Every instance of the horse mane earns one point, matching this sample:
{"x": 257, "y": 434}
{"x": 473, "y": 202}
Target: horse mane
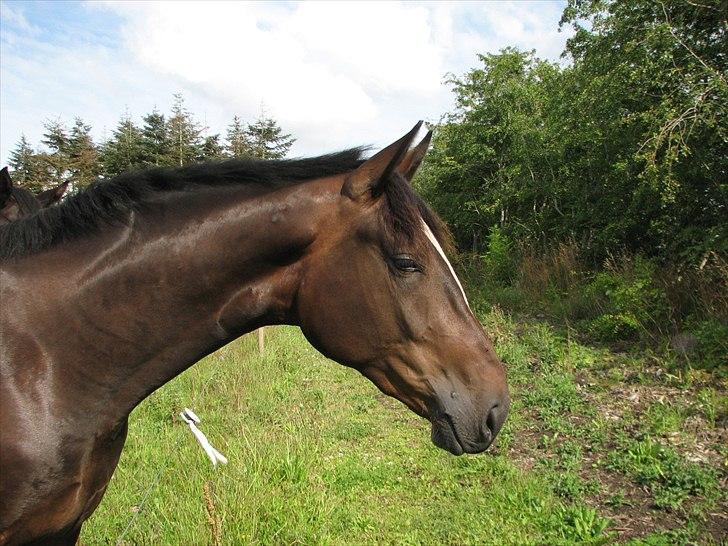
{"x": 26, "y": 201}
{"x": 108, "y": 202}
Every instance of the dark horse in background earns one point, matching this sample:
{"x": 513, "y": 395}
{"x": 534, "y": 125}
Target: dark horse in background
{"x": 123, "y": 286}
{"x": 16, "y": 202}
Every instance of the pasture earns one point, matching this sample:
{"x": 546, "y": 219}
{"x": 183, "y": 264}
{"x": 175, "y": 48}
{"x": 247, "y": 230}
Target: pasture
{"x": 600, "y": 448}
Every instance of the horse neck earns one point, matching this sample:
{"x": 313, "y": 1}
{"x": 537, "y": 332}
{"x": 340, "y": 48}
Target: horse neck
{"x": 188, "y": 276}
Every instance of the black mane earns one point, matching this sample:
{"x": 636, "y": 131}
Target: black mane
{"x": 110, "y": 201}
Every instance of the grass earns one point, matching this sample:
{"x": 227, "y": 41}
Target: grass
{"x": 597, "y": 450}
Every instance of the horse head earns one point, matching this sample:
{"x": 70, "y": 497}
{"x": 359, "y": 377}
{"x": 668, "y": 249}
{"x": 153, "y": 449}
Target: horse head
{"x": 399, "y": 314}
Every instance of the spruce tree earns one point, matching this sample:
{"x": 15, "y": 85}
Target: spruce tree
{"x": 212, "y": 148}
{"x": 267, "y": 139}
{"x": 83, "y": 156}
{"x": 55, "y": 159}
{"x": 124, "y": 150}
{"x": 237, "y": 140}
{"x": 27, "y": 170}
{"x": 156, "y": 148}
{"x": 184, "y": 134}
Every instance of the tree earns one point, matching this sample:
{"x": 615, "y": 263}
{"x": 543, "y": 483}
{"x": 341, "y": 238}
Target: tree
{"x": 83, "y": 157}
{"x": 155, "y": 144}
{"x": 267, "y": 140}
{"x": 124, "y": 151}
{"x": 237, "y": 140}
{"x": 27, "y": 170}
{"x": 184, "y": 134}
{"x": 212, "y": 148}
{"x": 626, "y": 148}
{"x": 659, "y": 70}
{"x": 55, "y": 159}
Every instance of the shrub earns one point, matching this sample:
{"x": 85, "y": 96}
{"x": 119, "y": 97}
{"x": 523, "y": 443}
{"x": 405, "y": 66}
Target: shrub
{"x": 499, "y": 260}
{"x": 629, "y": 299}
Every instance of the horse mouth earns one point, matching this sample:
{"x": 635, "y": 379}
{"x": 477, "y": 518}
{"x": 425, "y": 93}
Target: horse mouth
{"x": 445, "y": 436}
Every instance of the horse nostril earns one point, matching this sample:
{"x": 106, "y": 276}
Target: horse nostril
{"x": 491, "y": 421}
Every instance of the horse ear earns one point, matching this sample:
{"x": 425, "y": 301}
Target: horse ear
{"x": 372, "y": 176}
{"x": 413, "y": 159}
{"x": 48, "y": 197}
{"x": 6, "y": 186}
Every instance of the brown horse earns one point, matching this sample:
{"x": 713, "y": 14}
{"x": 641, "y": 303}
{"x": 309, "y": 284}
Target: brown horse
{"x": 143, "y": 275}
{"x": 16, "y": 202}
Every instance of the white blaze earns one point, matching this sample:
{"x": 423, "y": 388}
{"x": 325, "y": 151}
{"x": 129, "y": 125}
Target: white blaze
{"x": 437, "y": 246}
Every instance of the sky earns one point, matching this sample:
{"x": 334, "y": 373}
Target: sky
{"x": 334, "y": 74}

- EXERCISE BRIEF -
Excluding images, return all of the records above word for word.

- SOLUTION TO THIS PROBLEM -
Every instance of the horse mane earns one point, matching this sample:
{"x": 257, "y": 434}
{"x": 473, "y": 202}
Target: horse mane
{"x": 26, "y": 201}
{"x": 108, "y": 202}
Every instance of the dark horse in background earns one point, matching this sample:
{"x": 513, "y": 395}
{"x": 534, "y": 125}
Target: dark horse in background
{"x": 123, "y": 286}
{"x": 16, "y": 202}
Every instance of the pasture earns one point, matching this sample:
{"x": 546, "y": 219}
{"x": 183, "y": 264}
{"x": 175, "y": 48}
{"x": 247, "y": 230}
Target: pasture
{"x": 600, "y": 448}
Every instance of the horse neck earns one point, matching this sample:
{"x": 313, "y": 1}
{"x": 537, "y": 332}
{"x": 340, "y": 48}
Target: horse neck
{"x": 188, "y": 276}
Every instance of the black mane earns one point, matching this sample:
{"x": 636, "y": 131}
Target: black mane
{"x": 110, "y": 201}
Every instance of the grass earns one point, matching this sample:
{"x": 227, "y": 41}
Target: grass
{"x": 597, "y": 450}
Every instance of the horse head earns one point, matching this sample:
{"x": 70, "y": 497}
{"x": 359, "y": 377}
{"x": 668, "y": 249}
{"x": 153, "y": 449}
Target: horse head
{"x": 399, "y": 314}
Every instance of the spruce tree earns one point, matching this sample:
{"x": 15, "y": 85}
Target: spruce tree
{"x": 212, "y": 148}
{"x": 267, "y": 139}
{"x": 83, "y": 156}
{"x": 55, "y": 159}
{"x": 124, "y": 150}
{"x": 237, "y": 140}
{"x": 27, "y": 170}
{"x": 156, "y": 148}
{"x": 184, "y": 134}
Every instance of the tree earns one point, matching this sample:
{"x": 615, "y": 263}
{"x": 543, "y": 483}
{"x": 341, "y": 238}
Target: tree
{"x": 83, "y": 157}
{"x": 155, "y": 144}
{"x": 267, "y": 140}
{"x": 124, "y": 151}
{"x": 237, "y": 140}
{"x": 27, "y": 170}
{"x": 184, "y": 134}
{"x": 212, "y": 148}
{"x": 626, "y": 148}
{"x": 659, "y": 70}
{"x": 55, "y": 159}
Every instance of the shrub earns one point, matching this sample:
{"x": 85, "y": 96}
{"x": 119, "y": 97}
{"x": 523, "y": 443}
{"x": 405, "y": 66}
Target: shrub
{"x": 499, "y": 260}
{"x": 629, "y": 299}
Every instance of the horse mouth earns one point, matching this sample:
{"x": 635, "y": 379}
{"x": 477, "y": 518}
{"x": 425, "y": 93}
Target: horse mouth
{"x": 445, "y": 436}
Every instance of the horse nostril earns one point, matching this sample:
{"x": 106, "y": 276}
Target: horse nostril
{"x": 491, "y": 421}
Every instance of the horse ear earns one point, matching this sample:
{"x": 425, "y": 301}
Target: horse ear
{"x": 372, "y": 176}
{"x": 413, "y": 159}
{"x": 48, "y": 197}
{"x": 6, "y": 186}
Every instance of the brown horse earns one point, matching this sample:
{"x": 713, "y": 14}
{"x": 641, "y": 303}
{"x": 309, "y": 284}
Target: brown horse
{"x": 143, "y": 275}
{"x": 16, "y": 202}
Every instance of the white blaze earns one point, matching this sample:
{"x": 423, "y": 388}
{"x": 325, "y": 151}
{"x": 129, "y": 125}
Target: white blaze
{"x": 437, "y": 246}
Every instance of the sky earns one point, matching this sample:
{"x": 334, "y": 373}
Target: sky
{"x": 334, "y": 74}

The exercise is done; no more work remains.